** Lesetext **

+ + +

Lou Priolo befasst sich in seinem Buch Rebellische Kinder[1] mit dem Ursprung von Zorn und Rebellion bei Kindern und gibt Eltern Rat im Umgang mit ihrem Kind. Vermutlich jeder Vater und jede Mutter ist schon mehrfach an seine persönlichen Grenzen gestoßen, wenn sein Kind zornig durchs Haus stürmt und die Tür hinter sich zuknallend ins Kinderzimmer flüchtet. Priolo möchte in seinem Buch zeigen, wie Eltern mit solchem Verhalten systematisch umgehen können. Auffälligerweise richtet er dabei seinen Blick zunächst nicht auf das Kind sondern auf das 1) Familienleben und das 2) Verhalten der Eltern.
Unter ersterem stellt er zwei Systeme gegenüber: die kindorientierte und die gottzentrierte Familie. Im ersten Familientyp bestimmt das Kind den Tagesablauf und erhält „übertrieben viel Zeit und Aufmerksamkeit“[2]. Wenn es schlecht drauf ist, sind alle Familienmitglieder darauf bedacht, das Kind zu verhätscheln. Einem Kind im zweiten Familientyp wird beigebracht, dass es anderen freudig dienen soll und sich nach dem Tagesplan der Eltern richten muss. Es bekommt zwar Mitspracherecht bei Entscheidungen, ohne jedoch das gleiche Stimmrecht wie die Eltern zu besitzen. Die Erfahrung des Autors ist, dass die meisten Familien mit zornigen Kindern das erste Modell leben. Mit der folgenden Übersicht fasst der Priolo die beiden Modelle stark reduziert zusammen.

+ + +

** Bereitgestelltes Material **
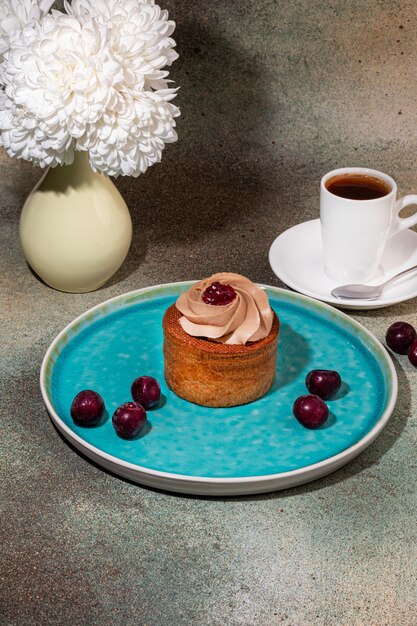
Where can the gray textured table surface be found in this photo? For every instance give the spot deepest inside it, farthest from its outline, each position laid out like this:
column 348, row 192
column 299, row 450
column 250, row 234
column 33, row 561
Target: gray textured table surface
column 273, row 95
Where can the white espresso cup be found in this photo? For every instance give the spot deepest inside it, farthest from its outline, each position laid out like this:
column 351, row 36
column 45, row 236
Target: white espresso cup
column 355, row 231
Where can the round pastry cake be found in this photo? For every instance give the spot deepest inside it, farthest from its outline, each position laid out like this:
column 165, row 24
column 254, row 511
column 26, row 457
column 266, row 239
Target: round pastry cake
column 221, row 342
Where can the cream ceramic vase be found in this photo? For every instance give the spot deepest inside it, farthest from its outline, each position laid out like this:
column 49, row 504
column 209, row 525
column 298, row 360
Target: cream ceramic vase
column 75, row 228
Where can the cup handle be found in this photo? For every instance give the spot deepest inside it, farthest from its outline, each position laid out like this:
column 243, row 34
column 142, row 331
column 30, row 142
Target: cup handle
column 400, row 223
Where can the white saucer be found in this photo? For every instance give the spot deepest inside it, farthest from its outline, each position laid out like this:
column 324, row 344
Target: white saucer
column 296, row 257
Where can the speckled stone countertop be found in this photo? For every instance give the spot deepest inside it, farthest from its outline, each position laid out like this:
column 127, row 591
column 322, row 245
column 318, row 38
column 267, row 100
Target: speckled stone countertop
column 273, row 95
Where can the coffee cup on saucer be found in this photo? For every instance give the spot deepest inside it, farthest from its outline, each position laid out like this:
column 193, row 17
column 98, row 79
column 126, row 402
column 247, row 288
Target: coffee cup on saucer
column 359, row 212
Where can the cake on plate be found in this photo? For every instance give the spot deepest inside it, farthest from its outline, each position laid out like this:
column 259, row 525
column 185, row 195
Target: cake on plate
column 221, row 342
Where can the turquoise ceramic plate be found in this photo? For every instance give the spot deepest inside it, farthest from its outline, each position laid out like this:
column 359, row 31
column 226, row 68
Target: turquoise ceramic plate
column 247, row 449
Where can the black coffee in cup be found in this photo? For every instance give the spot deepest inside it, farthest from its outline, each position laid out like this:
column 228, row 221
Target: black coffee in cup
column 357, row 186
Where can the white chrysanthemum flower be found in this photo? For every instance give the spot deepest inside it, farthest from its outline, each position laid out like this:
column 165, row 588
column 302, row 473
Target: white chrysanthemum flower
column 68, row 86
column 140, row 35
column 131, row 139
column 15, row 14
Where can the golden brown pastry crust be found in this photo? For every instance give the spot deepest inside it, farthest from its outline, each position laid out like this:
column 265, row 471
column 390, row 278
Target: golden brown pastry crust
column 214, row 374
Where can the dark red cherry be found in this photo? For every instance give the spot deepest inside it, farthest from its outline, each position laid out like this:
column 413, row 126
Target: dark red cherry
column 310, row 411
column 323, row 383
column 218, row 294
column 87, row 408
column 129, row 419
column 400, row 336
column 412, row 353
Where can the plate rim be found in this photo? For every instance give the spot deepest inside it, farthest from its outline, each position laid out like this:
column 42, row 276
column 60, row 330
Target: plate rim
column 346, row 303
column 200, row 485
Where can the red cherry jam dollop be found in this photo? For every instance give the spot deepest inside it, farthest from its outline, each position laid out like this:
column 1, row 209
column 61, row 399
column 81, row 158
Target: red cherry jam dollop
column 218, row 294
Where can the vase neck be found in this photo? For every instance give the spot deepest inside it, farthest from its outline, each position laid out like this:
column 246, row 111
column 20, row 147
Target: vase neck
column 75, row 175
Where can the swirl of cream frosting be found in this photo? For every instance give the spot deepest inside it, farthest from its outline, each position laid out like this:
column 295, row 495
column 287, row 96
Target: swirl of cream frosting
column 248, row 317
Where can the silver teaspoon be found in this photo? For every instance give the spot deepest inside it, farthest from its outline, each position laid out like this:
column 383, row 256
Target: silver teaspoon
column 367, row 292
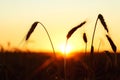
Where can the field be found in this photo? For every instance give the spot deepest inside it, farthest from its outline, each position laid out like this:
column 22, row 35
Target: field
column 41, row 66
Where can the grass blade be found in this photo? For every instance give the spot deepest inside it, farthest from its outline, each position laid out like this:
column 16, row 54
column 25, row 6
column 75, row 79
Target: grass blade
column 74, row 29
column 113, row 46
column 103, row 22
column 85, row 37
column 31, row 30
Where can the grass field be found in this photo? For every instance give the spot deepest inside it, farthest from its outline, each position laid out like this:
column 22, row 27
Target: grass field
column 41, row 66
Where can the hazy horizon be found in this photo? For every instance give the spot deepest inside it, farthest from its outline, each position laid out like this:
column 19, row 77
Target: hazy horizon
column 59, row 17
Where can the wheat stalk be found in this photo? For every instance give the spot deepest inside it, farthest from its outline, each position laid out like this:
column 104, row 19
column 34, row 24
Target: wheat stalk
column 114, row 48
column 33, row 28
column 103, row 22
column 68, row 36
column 105, row 27
column 74, row 29
column 85, row 40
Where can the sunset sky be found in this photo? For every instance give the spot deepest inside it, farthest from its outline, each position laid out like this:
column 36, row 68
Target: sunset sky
column 58, row 16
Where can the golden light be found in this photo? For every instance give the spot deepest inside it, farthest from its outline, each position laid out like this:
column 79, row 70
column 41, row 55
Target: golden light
column 66, row 50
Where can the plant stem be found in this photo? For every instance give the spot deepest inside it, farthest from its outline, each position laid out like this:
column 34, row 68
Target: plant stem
column 85, row 49
column 99, row 46
column 92, row 52
column 50, row 40
column 65, row 61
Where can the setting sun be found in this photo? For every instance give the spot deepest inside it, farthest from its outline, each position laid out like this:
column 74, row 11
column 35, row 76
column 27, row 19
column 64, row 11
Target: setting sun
column 68, row 48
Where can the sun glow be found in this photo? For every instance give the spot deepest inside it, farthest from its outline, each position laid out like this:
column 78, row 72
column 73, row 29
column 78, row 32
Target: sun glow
column 66, row 50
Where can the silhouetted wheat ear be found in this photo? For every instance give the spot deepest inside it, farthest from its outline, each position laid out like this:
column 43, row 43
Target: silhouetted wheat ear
column 108, row 54
column 85, row 37
column 92, row 50
column 31, row 30
column 114, row 48
column 103, row 22
column 74, row 29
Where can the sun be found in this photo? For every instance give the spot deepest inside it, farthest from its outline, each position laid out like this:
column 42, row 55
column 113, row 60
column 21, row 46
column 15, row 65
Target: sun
column 66, row 50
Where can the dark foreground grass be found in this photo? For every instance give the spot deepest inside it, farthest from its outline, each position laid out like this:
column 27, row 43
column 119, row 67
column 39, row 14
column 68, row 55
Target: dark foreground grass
column 40, row 66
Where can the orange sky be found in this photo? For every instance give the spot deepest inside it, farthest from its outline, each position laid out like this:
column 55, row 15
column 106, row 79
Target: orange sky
column 17, row 16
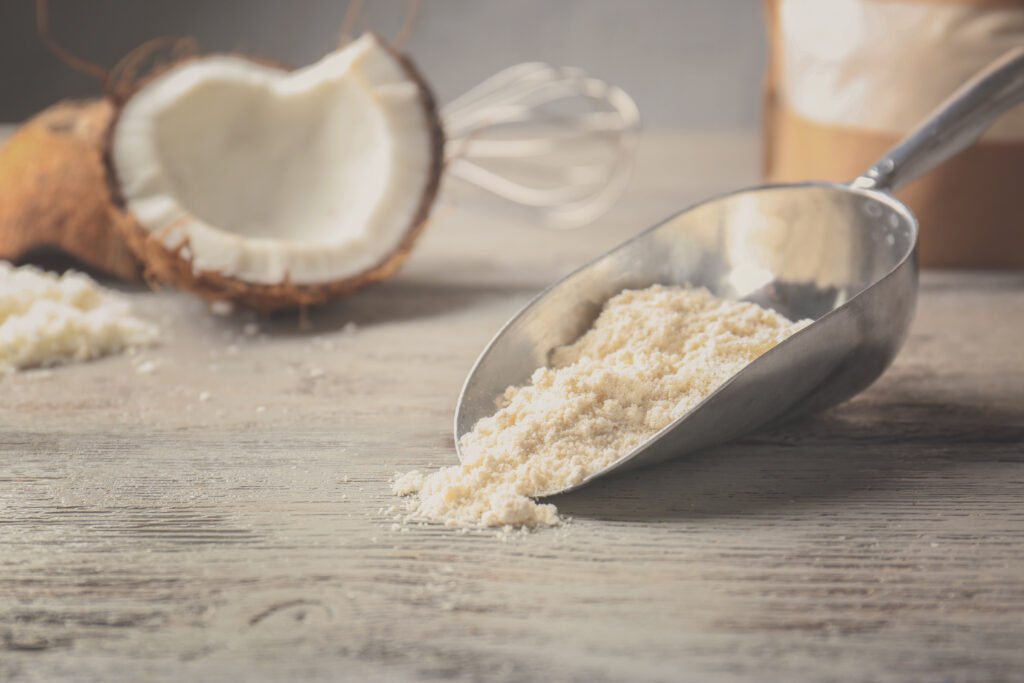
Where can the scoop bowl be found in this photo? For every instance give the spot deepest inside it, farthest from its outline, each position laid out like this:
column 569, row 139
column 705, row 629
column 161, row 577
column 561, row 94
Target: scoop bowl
column 842, row 255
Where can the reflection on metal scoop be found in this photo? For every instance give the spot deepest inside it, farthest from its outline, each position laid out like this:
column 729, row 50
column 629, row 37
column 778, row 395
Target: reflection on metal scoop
column 842, row 255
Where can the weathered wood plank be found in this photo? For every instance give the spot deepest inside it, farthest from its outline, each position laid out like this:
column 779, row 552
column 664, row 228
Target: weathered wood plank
column 145, row 535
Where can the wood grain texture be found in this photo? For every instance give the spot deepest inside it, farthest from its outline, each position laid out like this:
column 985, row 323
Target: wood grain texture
column 145, row 535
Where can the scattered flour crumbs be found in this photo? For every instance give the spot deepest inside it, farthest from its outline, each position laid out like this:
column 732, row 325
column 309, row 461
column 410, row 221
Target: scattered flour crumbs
column 651, row 355
column 47, row 319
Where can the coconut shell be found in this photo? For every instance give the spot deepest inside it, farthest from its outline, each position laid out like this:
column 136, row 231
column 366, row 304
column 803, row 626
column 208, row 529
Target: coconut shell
column 174, row 267
column 54, row 193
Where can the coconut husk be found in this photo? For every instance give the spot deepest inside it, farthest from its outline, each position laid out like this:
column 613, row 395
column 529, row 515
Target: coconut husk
column 54, row 191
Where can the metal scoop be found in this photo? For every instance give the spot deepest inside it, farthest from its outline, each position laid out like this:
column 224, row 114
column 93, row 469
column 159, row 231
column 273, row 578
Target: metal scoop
column 841, row 255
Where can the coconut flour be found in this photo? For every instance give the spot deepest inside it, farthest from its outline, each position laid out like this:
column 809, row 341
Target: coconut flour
column 651, row 355
column 47, row 319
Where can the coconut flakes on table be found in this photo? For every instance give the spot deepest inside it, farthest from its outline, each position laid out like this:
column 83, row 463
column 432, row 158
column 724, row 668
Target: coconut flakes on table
column 49, row 319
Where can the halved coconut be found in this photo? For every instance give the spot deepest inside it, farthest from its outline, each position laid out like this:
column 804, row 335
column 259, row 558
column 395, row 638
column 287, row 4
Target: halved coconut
column 276, row 189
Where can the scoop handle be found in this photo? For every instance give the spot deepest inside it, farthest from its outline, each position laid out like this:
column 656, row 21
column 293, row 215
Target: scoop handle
column 955, row 125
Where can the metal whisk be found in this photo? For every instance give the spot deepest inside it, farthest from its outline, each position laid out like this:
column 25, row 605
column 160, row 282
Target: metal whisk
column 550, row 138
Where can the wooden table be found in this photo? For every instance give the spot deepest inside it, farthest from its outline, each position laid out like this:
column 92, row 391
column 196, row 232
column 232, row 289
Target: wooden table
column 146, row 535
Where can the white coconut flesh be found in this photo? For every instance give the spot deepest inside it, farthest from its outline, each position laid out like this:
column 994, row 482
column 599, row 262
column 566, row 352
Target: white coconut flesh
column 267, row 176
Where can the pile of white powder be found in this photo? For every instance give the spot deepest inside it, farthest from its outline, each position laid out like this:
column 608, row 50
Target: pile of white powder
column 47, row 319
column 650, row 356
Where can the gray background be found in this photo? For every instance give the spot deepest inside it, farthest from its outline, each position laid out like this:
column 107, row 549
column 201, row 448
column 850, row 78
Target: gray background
column 689, row 63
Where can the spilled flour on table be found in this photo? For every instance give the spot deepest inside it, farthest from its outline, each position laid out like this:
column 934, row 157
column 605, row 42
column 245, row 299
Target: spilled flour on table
column 47, row 319
column 651, row 355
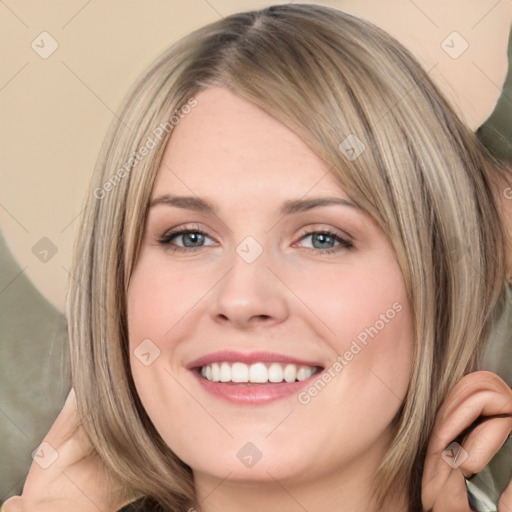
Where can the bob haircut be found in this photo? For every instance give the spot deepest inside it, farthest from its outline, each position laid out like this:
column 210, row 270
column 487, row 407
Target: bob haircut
column 423, row 176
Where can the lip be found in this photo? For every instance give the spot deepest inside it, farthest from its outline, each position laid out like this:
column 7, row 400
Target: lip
column 243, row 393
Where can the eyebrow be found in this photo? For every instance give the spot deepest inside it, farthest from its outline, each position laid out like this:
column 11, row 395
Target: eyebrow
column 287, row 208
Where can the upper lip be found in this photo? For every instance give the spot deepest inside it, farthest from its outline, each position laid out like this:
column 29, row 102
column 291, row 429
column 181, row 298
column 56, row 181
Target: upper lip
column 248, row 358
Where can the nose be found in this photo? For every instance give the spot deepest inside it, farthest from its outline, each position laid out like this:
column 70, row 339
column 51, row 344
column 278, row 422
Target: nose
column 249, row 294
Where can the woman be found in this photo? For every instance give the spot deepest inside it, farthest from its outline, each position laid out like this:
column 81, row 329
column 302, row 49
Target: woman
column 260, row 371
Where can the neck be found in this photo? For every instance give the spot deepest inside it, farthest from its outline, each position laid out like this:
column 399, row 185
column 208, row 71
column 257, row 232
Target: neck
column 344, row 490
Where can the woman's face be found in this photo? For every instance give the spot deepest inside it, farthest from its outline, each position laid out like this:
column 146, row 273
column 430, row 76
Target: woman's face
column 259, row 294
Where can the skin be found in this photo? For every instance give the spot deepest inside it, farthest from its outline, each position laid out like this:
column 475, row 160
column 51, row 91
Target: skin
column 78, row 480
column 192, row 304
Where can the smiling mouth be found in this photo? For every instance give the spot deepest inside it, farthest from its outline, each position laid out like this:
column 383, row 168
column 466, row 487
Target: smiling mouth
column 256, row 373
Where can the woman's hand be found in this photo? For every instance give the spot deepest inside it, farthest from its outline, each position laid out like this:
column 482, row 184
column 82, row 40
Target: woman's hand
column 480, row 395
column 66, row 474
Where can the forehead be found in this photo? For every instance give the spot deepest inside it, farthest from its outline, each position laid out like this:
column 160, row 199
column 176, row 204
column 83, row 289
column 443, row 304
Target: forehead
column 227, row 144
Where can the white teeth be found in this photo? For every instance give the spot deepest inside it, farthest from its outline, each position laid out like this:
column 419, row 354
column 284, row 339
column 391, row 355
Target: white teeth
column 239, row 372
column 257, row 373
column 275, row 373
column 225, row 372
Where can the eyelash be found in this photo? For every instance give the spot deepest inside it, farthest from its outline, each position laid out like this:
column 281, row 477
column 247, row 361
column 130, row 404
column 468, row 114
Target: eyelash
column 344, row 244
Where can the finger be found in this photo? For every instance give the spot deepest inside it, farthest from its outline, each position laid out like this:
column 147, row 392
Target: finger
column 14, row 504
column 64, row 445
column 475, row 395
column 453, row 496
column 483, row 443
column 505, row 503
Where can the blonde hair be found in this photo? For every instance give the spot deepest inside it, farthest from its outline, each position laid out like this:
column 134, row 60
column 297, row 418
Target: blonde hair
column 423, row 176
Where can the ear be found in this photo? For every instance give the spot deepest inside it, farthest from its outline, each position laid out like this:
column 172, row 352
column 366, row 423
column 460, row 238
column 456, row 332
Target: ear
column 471, row 426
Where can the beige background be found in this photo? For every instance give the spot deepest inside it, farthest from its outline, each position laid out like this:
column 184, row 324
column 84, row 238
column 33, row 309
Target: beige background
column 55, row 111
column 54, row 114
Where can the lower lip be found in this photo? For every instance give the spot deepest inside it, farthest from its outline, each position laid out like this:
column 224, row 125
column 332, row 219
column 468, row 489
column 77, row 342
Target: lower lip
column 242, row 393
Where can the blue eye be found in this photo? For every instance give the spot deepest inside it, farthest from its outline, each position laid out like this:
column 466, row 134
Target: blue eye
column 327, row 237
column 190, row 237
column 193, row 239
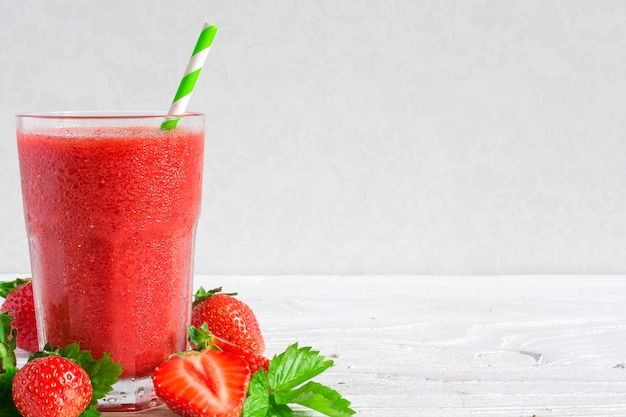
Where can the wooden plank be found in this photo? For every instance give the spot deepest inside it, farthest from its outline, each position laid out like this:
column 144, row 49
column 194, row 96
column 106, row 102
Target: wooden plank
column 511, row 346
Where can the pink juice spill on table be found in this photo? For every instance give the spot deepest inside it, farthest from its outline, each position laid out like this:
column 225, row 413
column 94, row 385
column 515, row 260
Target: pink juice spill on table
column 111, row 214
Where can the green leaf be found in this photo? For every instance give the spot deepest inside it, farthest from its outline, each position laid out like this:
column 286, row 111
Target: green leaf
column 295, row 366
column 7, row 407
column 7, row 286
column 317, row 397
column 257, row 401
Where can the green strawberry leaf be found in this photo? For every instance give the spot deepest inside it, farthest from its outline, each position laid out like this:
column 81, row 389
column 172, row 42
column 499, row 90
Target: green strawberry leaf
column 317, row 397
column 269, row 394
column 7, row 286
column 295, row 366
column 102, row 372
column 258, row 401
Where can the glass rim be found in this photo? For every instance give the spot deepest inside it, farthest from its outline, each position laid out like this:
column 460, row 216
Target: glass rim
column 104, row 115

+ + +

** Aufgabenstellung **
Prüfe, ob die folgenden drei Aussagen mit dem Lesetext übereinstimmen, und belege jede Antwort mit Ja oder Nein und den entscheidenden Worten des Textes als wörtlichem Zitat.
1. In der gottzentrierten Familie hat das Kind das gleiche Stimmrecht wie die Eltern.
2. Nach der Erfahrung des Autors leben die meisten Familien mit zornigen Kindern das erste der beiden Modelle.
3. Priolo richtet seinen Blick zunächst auf das Kind.

** Lösung der Aufgabe **
1. Nein: „ohne jedoch das gleiche Stimmrecht wie die Eltern zu besitzen“
2. Ja: „Die Erfahrung des Autors ist, dass die meisten Familien mit zornigen Kindern das erste Modell leben.“
3. Nein: „richtet er dabei seinen Blick zunächst nicht auf das Kind“